▸ **Provided entries**
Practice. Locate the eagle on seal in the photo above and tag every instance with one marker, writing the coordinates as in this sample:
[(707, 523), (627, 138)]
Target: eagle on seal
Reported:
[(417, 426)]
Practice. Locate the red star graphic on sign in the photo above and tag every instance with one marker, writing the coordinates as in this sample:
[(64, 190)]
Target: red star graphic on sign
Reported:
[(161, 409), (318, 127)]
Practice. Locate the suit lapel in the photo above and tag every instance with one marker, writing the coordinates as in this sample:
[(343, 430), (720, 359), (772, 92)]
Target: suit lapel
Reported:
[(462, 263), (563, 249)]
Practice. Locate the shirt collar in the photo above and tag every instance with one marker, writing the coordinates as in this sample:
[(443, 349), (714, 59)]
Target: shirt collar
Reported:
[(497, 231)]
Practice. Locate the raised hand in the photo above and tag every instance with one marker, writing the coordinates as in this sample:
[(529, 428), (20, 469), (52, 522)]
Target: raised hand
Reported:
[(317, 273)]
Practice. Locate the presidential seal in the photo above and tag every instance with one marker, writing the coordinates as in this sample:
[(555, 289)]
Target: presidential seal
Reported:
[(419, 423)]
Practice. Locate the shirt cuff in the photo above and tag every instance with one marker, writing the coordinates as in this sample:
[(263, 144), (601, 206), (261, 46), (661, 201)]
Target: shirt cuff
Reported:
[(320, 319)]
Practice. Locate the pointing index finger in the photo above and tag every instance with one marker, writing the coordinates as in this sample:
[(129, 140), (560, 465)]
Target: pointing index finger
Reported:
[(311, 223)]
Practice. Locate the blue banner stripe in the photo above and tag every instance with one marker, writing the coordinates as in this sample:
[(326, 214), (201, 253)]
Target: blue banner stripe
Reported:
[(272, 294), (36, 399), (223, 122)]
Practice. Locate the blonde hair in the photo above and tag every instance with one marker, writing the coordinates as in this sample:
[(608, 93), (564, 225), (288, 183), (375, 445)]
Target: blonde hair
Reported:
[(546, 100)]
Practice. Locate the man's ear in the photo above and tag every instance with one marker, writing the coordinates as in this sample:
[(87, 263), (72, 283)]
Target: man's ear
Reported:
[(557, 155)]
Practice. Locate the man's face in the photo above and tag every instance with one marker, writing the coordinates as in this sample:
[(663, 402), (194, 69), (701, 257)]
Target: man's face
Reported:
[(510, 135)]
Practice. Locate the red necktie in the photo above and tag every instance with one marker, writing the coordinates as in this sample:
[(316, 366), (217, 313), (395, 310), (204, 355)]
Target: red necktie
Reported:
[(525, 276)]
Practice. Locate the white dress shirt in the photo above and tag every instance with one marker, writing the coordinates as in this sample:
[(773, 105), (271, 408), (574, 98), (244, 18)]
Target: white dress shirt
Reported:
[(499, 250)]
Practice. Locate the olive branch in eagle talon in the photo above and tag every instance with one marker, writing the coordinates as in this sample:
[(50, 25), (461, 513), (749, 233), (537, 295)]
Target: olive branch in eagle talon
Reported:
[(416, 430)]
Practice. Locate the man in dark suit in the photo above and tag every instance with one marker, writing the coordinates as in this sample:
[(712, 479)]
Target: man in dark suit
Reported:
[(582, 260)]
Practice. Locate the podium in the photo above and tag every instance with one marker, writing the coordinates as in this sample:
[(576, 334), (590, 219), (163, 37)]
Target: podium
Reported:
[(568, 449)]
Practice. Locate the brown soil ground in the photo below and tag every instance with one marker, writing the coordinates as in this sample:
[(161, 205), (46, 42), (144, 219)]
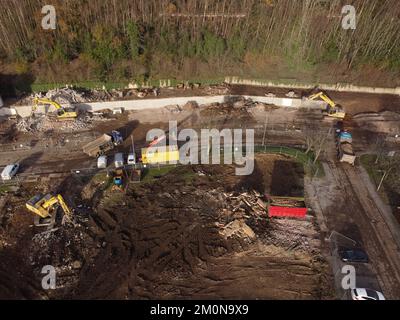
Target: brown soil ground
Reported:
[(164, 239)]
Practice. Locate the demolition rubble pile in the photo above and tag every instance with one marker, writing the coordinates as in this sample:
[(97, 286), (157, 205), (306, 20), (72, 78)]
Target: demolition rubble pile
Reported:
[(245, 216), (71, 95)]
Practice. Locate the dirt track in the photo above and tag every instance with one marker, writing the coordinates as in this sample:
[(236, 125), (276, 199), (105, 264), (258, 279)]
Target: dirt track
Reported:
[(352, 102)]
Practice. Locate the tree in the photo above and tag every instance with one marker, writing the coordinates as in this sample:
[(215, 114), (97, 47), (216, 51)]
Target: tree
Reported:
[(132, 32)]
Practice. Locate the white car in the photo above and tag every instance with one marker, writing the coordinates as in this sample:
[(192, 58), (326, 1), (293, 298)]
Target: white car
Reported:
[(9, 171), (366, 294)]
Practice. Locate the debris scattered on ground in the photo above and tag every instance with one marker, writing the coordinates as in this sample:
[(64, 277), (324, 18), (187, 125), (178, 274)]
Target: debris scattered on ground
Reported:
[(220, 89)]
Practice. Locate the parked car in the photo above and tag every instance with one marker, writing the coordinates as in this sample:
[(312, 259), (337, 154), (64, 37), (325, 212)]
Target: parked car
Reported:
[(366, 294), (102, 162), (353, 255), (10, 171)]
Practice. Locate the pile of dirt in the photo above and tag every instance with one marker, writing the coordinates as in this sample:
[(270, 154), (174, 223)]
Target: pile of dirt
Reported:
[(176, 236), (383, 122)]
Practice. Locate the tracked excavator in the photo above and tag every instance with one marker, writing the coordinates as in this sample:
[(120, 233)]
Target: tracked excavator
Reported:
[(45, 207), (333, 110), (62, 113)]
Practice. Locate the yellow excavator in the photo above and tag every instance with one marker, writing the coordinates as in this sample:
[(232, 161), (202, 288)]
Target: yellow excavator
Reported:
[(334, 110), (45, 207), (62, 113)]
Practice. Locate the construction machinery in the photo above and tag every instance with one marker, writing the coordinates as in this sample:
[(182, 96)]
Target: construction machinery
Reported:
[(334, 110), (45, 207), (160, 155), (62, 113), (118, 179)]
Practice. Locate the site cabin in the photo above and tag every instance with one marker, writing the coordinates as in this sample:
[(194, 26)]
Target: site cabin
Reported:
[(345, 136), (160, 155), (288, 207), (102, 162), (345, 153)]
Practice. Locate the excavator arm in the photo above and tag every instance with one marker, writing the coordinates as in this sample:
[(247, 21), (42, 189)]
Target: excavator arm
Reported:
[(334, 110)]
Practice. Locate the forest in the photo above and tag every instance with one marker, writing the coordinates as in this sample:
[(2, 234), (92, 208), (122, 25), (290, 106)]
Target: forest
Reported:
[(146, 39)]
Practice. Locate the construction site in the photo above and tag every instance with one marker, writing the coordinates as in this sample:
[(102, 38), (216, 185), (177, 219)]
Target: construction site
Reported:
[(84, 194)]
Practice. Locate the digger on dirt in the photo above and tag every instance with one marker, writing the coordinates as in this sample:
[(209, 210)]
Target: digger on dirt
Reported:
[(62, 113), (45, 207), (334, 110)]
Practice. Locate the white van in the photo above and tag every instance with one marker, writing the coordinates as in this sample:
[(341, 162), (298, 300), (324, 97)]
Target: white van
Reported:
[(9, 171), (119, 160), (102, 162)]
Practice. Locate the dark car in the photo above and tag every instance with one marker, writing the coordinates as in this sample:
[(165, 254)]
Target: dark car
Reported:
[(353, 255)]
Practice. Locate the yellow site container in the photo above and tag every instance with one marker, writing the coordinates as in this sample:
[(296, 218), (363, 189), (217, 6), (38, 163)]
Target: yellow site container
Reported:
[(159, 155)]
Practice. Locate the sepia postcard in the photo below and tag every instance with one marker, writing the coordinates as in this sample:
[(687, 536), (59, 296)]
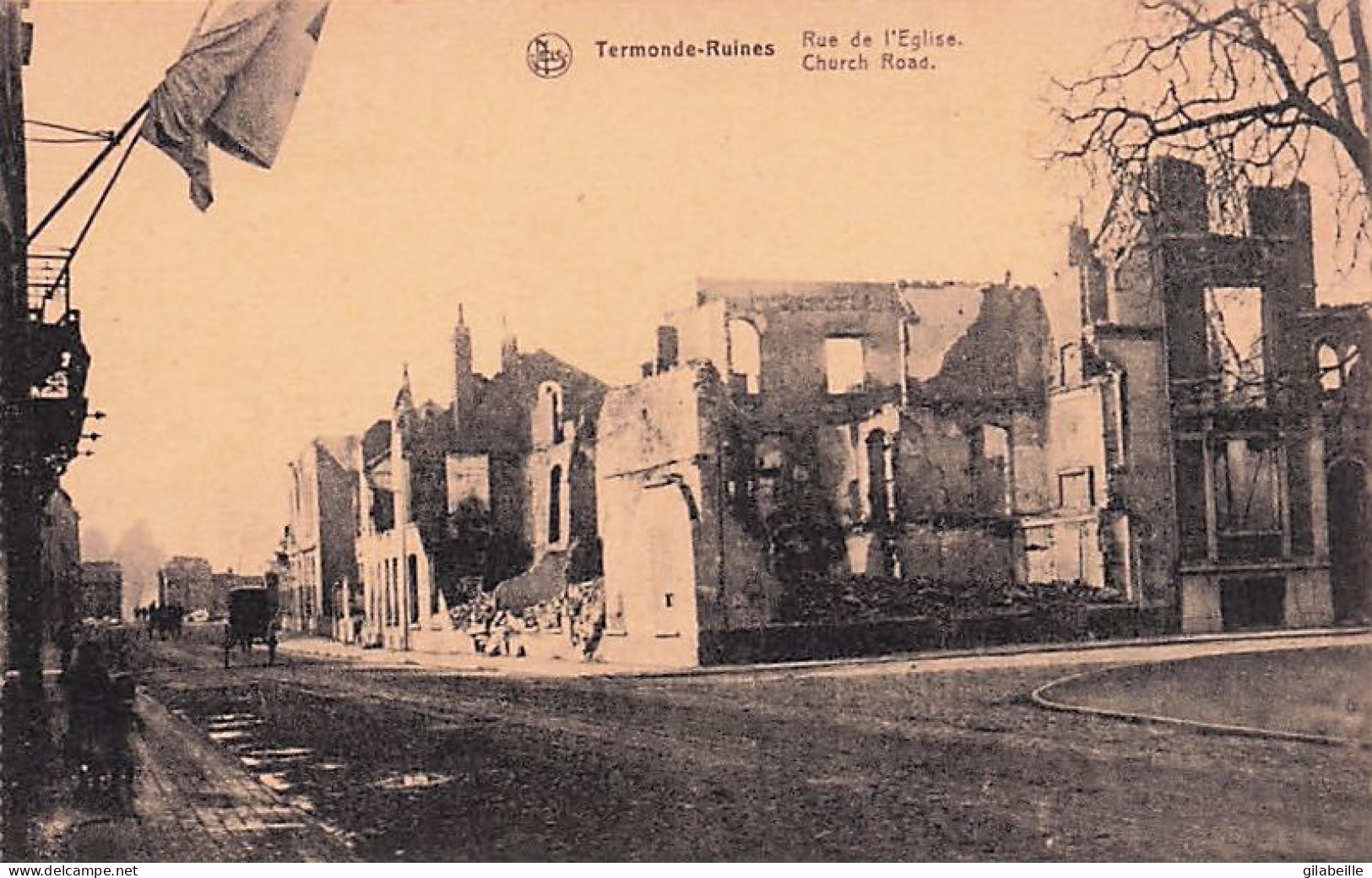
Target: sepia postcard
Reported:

▸ **Requirements**
Repeat all of the rows above word for word, but leave the pictures out.

▸ **Written solution**
Practice. Locate the eagle on seal in the photo above and tag every instance with one marker, writing the coordinates as in this sample:
[(707, 523), (627, 138)]
Target: eagle on seal
Reported:
[(417, 426)]
Practice. Locate the red star graphic on sign in the photo above and tag every instance with one marker, writing the coordinates as in this sample:
[(64, 190)]
Target: red star graphic on sign
Reported:
[(161, 409), (318, 127)]
Practice. Locate the suit lapel in the photo above and tag every instance with one marker, writing the coordinates as in this sample:
[(343, 430), (720, 359), (772, 92)]
Target: suit lapel
Reported:
[(462, 263), (563, 249)]
Practice. Locate the shirt collar in the photo above and tag every instance with one marker, writing the coordinates as in this sample:
[(443, 349), (714, 59)]
Target: shirt collar
Reported:
[(497, 231)]
Practice. Locate the raised hand in the photo above and tag every instance with one marker, writing the coordinates as in this sample:
[(529, 428), (20, 469), (52, 522)]
Target: raised hand
Reported:
[(317, 273)]
Practice. Locate the presidential seal in the photo above and tag every instance with one marker, writing the coordinates as in this sample:
[(555, 289)]
Target: presidential seal
Reported:
[(419, 423)]
Practice. Locate the shirt cuff in the photo above and tag every instance with one marker, writing the coordinates as in this sample:
[(263, 144), (601, 206), (261, 46), (661, 201)]
Target: shirt cuff
Reported:
[(320, 319)]
Practice. Locate the pointing index finger in the photo above and tag every instance with one marker, writing the coordinates as in this sample:
[(129, 140), (560, 465)]
Target: pointing index finger
Reported:
[(311, 223)]
Practice. Locate the blue banner stripe in the photo above and tag every instance with one marker, writing the coordinates as in this sample:
[(326, 214), (201, 253)]
Target: blue banner stripe
Reported:
[(272, 294), (36, 399), (223, 122)]
Practice. Locate the blonde hair in the photo above and tag every instance with one marker, writing the coordinates as in this sample:
[(608, 93), (564, 225), (288, 183), (375, 445)]
Target: blonde hair
Reported:
[(546, 100)]
Practice. Locate the man's ear in the photo above and tag every instance with one marker, writing the coordinates as in this sample:
[(87, 263), (72, 283)]
Target: man's ear
Reported:
[(557, 155)]
Practice. Locate the man's face in the photo above and tag every instance with one marker, writing the coordinates as in this sample:
[(663, 402), (194, 69), (701, 257)]
Target: man's face
Reported:
[(510, 135)]
Practice. Locate the red necktie in the photo above and tag every instance with one marker, writing the coordinates as in this sample:
[(316, 366), (217, 313), (395, 310), (204, 355)]
Target: red necktie
Reported:
[(525, 276)]
Practice. Locate the white dress shirt in the photo above and tag every instance with one marker, writing the coordinates as in this sample:
[(773, 105), (271, 408), (574, 98), (244, 18)]
Target: white dress shirt
Reported:
[(499, 250)]
Practice. Locate the olive branch in eagle talon in the photo above and tag every instance with one marker, writing the coordinates as in this sample:
[(50, 25), (461, 513), (749, 233), (537, 295)]
Target: olive branch in eagle talon
Reported:
[(416, 430)]
Practice. Locate the man in dark suit in the photo above and tag every instance with one marker, writing the coordinates as in this sample:
[(712, 479)]
Target: man in dark suit
Reported:
[(582, 260)]
Practice. Locate the podium in the photo above and tag every instance with one marker, writing the coordinates as in this sample:
[(576, 334), (590, 219), (163, 37)]
Target: podium
Reported:
[(568, 449)]
Practice. Locate the brown soil ground in the photo below and tag every instance with one marker, writing the coordinates as in this sample:
[(161, 205), (46, 42), (144, 219)]
Target: brown soil ground
Reported:
[(164, 239)]
Practice. Locate the demolition rubble pile in the photo above and tag every instance with one marker, writing the coordinates as in this sample:
[(97, 286), (157, 205), (306, 20), (72, 78)]
Target: demolition rubble pile
Reported:
[(245, 216), (71, 95)]
Practice. Locate the dirt track in the photo above and tag every instance with one marker, writing the coordinates as in this sample:
[(236, 125), (276, 199), (105, 264), (258, 279)]
Target: dirt track
Reported:
[(352, 102)]
Practice. Locate the tree in the photo above and tag every instance with one marker, writing the coordinates as in this sample:
[(215, 114), (97, 47), (216, 51)]
Target: tree
Reported:
[(132, 32)]
Practice. Locate the white car in the photo above and tag every instance with one marker, writing the coordinates as in this sample:
[(192, 58), (326, 1), (293, 298)]
Target: white car
Reported:
[(9, 171), (366, 294)]
Practice. Locate the debris scattered on ground in the photo above and tag every instance with one marker, writing the coordinates as in this sample:
[(64, 277), (324, 18), (187, 125), (178, 274)]
Target: debris scattered on ground
Reported:
[(220, 89)]
Practice. Locate the parked car in the photo above and tag every instance with one marker, writing the coordinates as in this sample:
[(312, 259), (337, 154), (64, 37), (325, 212)]
Target: parked car
Reported:
[(366, 294), (102, 162), (353, 255), (10, 171)]
Practice. Locate the pile of dirt in the photo above and tag every instance with one marker, writing the coordinates as in this sample:
[(270, 154), (174, 223)]
Target: pile of dirt
Reported:
[(176, 236), (383, 122)]
Practice. Locate the tracked excavator in the photo above and tag every instance with one marker, writing the coordinates as in this sample:
[(120, 233)]
Target: tracked excavator
Reported:
[(45, 207), (333, 110), (62, 113)]
Practice. Locate the yellow excavator in the photo above and tag every instance with one marker, writing the coordinates as in this sample:
[(232, 161), (202, 288)]
Target: yellow excavator
Reported:
[(334, 110), (45, 207), (62, 113)]
Practice. Locate the construction machinery in the photo above and tag every instance with one marker, writing the coordinates as in this sample:
[(182, 96)]
Target: construction machinery
Reported:
[(334, 110), (45, 207), (160, 155), (62, 113), (118, 179)]
Practice. Locate the site cabin in the photo above and tag every instance with one marker, writing the coordinates as in this sample:
[(194, 26)]
Target: site cabin
Reported:
[(345, 136), (160, 155), (288, 207), (102, 162), (345, 153)]
Practice. Locate the excavator arm in the photo above and tag every instance with one marker, writing the coordinates as in this sample:
[(247, 21), (42, 189)]
Target: excavator arm
Reported:
[(334, 110)]
Practice. Locate the forest in the photo above and tag every instance with one marker, writing the coordinates as in this sample:
[(2, 234), (92, 208), (122, 25), (290, 106)]
Target: forest
Reported:
[(146, 39)]
Practice. Locate the construction site in the photo above and tag every instance with one marker, writing the coordinates as in this sample:
[(102, 38), (216, 185), (177, 219)]
Target: construction site
Reported:
[(84, 194)]
Practice. Locate the digger on dirt in the photo above and tag every instance with one marker, writing the coordinates as in this sample:
[(209, 210)]
Target: digger on dirt
Reported:
[(62, 113), (45, 207), (334, 110)]
Practice. Locate the white van in the photo above and tag every instance with one marker, writing the coordinates as in this sample:
[(341, 162), (298, 300), (324, 97)]
Target: white van
Reported:
[(9, 171), (119, 160), (102, 162)]
Practice. Locate the dark car in the photo above and tag every instance with one marker, writing the coordinates as in this sample:
[(165, 254)]
Target: dark car
Reported:
[(353, 255)]
Practice. Locate the yellow site container in the photo above and tag every instance with one marker, writing the coordinates as in this sample:
[(296, 218), (363, 189), (217, 6), (38, 163)]
Target: yellow site container
Reported:
[(159, 155)]
Practice. Locate the sepia postcard in the photo below and tag every instance with one marker, writing the coordinates as in this sample:
[(687, 536), (59, 296)]
Target: sepia postcard
Reported:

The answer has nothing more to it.